**REQUIREMENTS**
Copy out every row below with no changes to any character.

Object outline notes
┌────────

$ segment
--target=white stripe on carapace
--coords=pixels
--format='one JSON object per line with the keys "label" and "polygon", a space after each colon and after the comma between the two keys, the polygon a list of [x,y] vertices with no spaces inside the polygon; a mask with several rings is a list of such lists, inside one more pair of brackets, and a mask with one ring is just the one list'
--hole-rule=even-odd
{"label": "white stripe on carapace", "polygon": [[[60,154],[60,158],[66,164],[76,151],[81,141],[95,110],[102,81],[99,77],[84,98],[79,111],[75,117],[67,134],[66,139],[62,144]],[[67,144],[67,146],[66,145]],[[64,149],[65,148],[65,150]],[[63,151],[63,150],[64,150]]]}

└────────

**CORRECT RESULT**
$ segment
--target=white stripe on carapace
--coords=pixels
--format='one JSON object per line with the keys "label" and "polygon", a space after each colon and after the comma between the two keys, the polygon a list of [x,y] vertices with no spaces inside the polygon; a mask with several rings is a list of such lists, inside one more pair of brackets, and a mask with one ring is just the one list'
--hole-rule=even-odd
{"label": "white stripe on carapace", "polygon": [[[60,154],[60,158],[66,164],[76,151],[81,141],[95,110],[102,81],[99,77],[84,98],[79,111],[75,117],[67,134],[66,139],[62,144]],[[67,144],[67,146],[66,145]],[[64,149],[65,148],[65,150]],[[63,151],[63,150],[64,150]]]}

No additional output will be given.